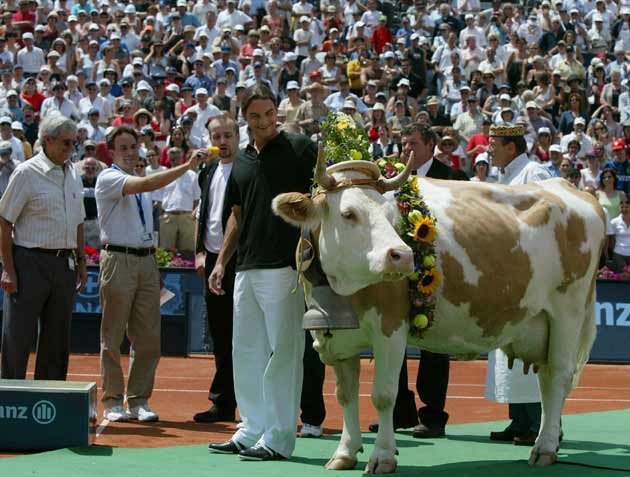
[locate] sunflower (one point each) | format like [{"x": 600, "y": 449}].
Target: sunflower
[
  {"x": 430, "y": 281},
  {"x": 424, "y": 230}
]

**********

» Exercise requirements
Copy the data above word for word, leaving out the pictures.

» Output of the exercise
[locate] sunflower (one point each) | format like [{"x": 600, "y": 449}].
Target: sunflower
[
  {"x": 430, "y": 281},
  {"x": 424, "y": 230}
]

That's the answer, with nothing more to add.